## Task instructions
a. In the forum thread about a pretrained German model, which DeepSpeech version does the reply say to use with the uploaded model?
b. Reproduce the portion of the pretrained German model thread from "Sadly Im a real" to "for German language?".

## Extract
□ □ □ □ □ □ □
Request for pretrained german model

CobraCalle commented 4 years ago

Hello,

at first: thank you very much for your effort to provide this highly automated train script.

Sadly Im a real Windows guy and my Linux skills are very "limited". Ive installed Debian on Windows and tried to get this up and running, but it looks like singularity will not work an Windows on Linux :-( And setting up a bare metal Linux system with GPU access looks like a little overkill to me :-)

Would it be possible to provide a pre trained model for German language?

Thank you very much

Carl

NormanTUD commented 4 years ago

Hi Carl, thanks for your interest in this. Right now, I am affected by this virus -> https://www.datacenterdynamics.com/en/news/european-supercomputers-hacked-mine-cryptocurrency/ , so I cannot access the latest data. But I've uploaded the best model I had available before this time here:

https://github.com/NormanTUD/TrainDeepSpeechGerman/tree/master/model

Sadly, I cannot give you the checkpoints for further training, because, as of now, I still cannot access the super computer again.

When my university opens ssh connections again and I can access the supercomputer again, I will hopefully be able to upload better models and also the checkpoints.

You can use it with

./deepspeech --model 51.565295.output_graph.pb --audio audiofile.wav

(Remember to use DeepSpeech 0.7.x, as earlier versions are incompatible with this)

Have a nice day,

Norman

CobraCalle commented 4 years ago

WOW... thank you very much for the fast response. Io this compatible with DeepSpeech 0.7 or wich version do I have to use?
□ □ □ □ □ □ □
## Given information
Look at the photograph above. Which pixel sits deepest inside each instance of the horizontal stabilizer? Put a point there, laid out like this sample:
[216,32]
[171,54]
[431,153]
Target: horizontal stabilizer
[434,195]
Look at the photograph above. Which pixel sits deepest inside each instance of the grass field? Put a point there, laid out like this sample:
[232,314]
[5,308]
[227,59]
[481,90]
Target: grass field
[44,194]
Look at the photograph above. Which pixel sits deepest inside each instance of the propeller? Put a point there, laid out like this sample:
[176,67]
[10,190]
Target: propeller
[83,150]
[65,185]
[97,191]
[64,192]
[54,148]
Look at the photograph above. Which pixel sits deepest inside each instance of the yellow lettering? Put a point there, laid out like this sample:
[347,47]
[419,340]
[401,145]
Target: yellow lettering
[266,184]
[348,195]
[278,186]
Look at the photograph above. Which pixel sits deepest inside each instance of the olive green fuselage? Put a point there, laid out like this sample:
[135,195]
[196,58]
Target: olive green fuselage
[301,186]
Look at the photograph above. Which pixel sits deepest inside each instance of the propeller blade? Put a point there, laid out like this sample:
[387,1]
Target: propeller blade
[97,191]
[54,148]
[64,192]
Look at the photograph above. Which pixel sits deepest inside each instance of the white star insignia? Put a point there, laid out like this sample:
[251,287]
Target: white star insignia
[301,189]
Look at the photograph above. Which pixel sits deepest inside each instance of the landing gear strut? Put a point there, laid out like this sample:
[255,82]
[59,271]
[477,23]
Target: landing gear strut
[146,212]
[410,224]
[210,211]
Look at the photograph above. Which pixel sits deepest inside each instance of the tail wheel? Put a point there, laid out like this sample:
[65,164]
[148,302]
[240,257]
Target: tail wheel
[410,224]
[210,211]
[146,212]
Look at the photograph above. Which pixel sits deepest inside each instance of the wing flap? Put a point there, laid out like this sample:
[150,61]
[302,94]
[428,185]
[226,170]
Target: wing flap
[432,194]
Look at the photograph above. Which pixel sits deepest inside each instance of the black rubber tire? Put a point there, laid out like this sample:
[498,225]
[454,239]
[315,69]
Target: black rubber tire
□ □ □ □ □ □ □
## Numbered answers
a. DeepSpeech 0.7.x

b.
Sadly Im a real Windows guy and my Linux skills are very "limited". Ive installed Debian on Windows and tried to get this up and running, but it looks like singularity will not work an Windows on Linux :-( And setting up a bare metal Linux system with GPU access looks like a little overkill to me :-)

Would it be possible to provide a pre trained model for German language?